§ **Extrait choisi**
++++++++++

Les formes d'organisation découlent de l'analyse de la situation.
Nous ne rejoignons pas l'analyse de la GP et du PCMLF qui prévoient
une fascisation "par le haut", considérant que l'appareil judiciaire
possède un arsenal de lois qui permet toutes les répressions.
Mais l'Etat n'en est pas faible pour autant. En 68, on n'a pas vu de
soldats aux côtés des manifestants, on n'a pas vu non plus
de contestation dans la police sur son rôle et ses missions. De plus,
l'Etat bourgeois s'appuie également sur l'appareil PC-CGT qui dispose
d'une police d'usine.
Tout en reproduisant -de manière assez lâche- les formes
d'organisation de tout parti bolchévik, nous étudions les
expériences antérieures de résistances à la
pénétration de la police et à ses services de renseignements.
La période de la seconde guerre mondiale est intéressante
mais ne peut être appliquée mécaniquement (en cela,
nous divergeons avec la GP). En revanche, la période "classe contre
classe" (1928), quand le PCF subissait les attaques de Chiappe nous motives
plus. On y trouve des similitudes avec notre propre sectarisme.
La première mesure consiste à adopter un pseudonyme. Au
début, il est demandé d'en adopter deux, un pour l'organisation
interne et un autre pour le travail de masse. La mesure ne tient pas, entre
les trous de mémoire et les quiproquos. Il n'y aura qu'un seul pseudo.
Mais quel pseudo ! Tel qui possède un prénom courant (François,
Bernard, etc…) en adopte un fort voyant (Gontran, Emile, etc…). On ne compte
plus les Joseph (à cause de Staline), les Fabien (à cause
du Colonel). On demande même à certains camarades de raser
leurs moustaches afin de paraître le plus neutre possible.
Tout participant à une réunion doit obligatoirement s'assurer
qu'il n'est pas suivi en faisant le tour du pâté de maison
avant d'y pénétrer. Chacun obéit, mais comme on n'est
jamais filé, la mesure tombe en désuétude.
Les communications téléphoniques sont déconseillées
sauf en cas d'absolue nécessité.
Il apparaît très vite que le pseudo n'est d'aucune protection
puisque les militants continuent d'intervenir à visage découvert
dans les facs et lycées (peu chez nous) ou dans les banlieues populaires.
Il est alors décidé, sur proposition d'une unité de
province qui adopte déjà ce principe, de séparer les
"publics" des "non-publics" qui ne sont pourtant pas clandestins pour autant.
Ces "non-publics" -dont des étrangers- se consacrent à des
tâches d'étude, ce qui les coupent du travail pratique.

++++++++++

§ **Extraits de données**
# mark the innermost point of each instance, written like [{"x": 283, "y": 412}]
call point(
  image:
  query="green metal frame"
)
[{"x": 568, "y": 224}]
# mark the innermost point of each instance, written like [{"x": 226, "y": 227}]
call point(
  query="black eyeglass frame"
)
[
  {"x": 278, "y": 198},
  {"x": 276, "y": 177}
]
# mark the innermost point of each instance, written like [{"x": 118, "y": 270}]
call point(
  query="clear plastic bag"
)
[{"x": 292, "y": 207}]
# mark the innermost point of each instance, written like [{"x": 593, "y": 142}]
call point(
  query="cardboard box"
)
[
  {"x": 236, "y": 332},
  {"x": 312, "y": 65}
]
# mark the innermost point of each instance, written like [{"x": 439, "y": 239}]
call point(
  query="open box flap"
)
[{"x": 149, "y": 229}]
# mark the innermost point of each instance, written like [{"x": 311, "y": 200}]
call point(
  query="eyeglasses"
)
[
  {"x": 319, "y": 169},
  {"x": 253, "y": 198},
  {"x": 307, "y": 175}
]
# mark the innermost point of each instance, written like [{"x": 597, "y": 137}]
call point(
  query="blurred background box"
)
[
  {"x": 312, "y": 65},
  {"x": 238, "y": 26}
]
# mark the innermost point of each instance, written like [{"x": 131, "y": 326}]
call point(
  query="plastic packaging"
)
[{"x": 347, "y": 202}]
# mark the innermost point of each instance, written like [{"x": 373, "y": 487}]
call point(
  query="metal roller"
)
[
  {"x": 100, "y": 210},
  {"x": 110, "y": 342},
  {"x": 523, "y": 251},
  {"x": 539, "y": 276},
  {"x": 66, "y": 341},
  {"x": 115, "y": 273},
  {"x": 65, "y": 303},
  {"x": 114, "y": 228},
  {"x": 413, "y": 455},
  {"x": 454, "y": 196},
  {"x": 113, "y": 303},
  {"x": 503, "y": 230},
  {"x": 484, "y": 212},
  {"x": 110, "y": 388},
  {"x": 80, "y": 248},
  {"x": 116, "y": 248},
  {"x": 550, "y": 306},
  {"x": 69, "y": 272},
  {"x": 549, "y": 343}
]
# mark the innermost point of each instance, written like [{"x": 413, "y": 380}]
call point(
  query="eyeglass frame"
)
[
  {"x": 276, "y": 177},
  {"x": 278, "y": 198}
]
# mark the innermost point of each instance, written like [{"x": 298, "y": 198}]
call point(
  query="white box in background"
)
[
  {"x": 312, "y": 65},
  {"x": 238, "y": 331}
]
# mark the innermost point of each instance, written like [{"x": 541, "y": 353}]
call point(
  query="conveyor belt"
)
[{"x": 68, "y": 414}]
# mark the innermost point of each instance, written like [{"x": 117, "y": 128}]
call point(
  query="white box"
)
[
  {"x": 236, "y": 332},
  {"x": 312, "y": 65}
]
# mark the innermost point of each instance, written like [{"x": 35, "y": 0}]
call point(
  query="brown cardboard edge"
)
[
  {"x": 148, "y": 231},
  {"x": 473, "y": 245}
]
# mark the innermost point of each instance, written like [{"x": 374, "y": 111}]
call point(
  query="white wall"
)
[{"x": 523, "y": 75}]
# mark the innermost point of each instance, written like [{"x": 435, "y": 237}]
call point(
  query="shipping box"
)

++++++++++

§ **Consignes**
• A. Modifiez l'extrait choisi en le recopiant en commençant à « La première mesure » et en terminant à « qu'un seul pseudo. », et remplacez « pseudonyme » par « nom d'emprunt ».
• B. D'après l'extrait choisi, en quoi consiste la première mesure de sécurité ?
• C. Énumérez tous les prénoms mentionnés dans l'extrait choisi.

§ **Solutions détaillées**
• A.
La première mesure consiste à adopter un nom d'emprunt. Au
début, il est demandé d'en adopter deux, un pour l'organisation
interne et un autre pour le travail de masse. La mesure ne tient pas, entre
les trous de mémoire et les quiproquos. Il n'y aura qu'un seul pseudo.

• B. Elle consiste à adopter un pseudonyme.

• C. François, Bernard, Gontran, Emile, Joseph, Fabien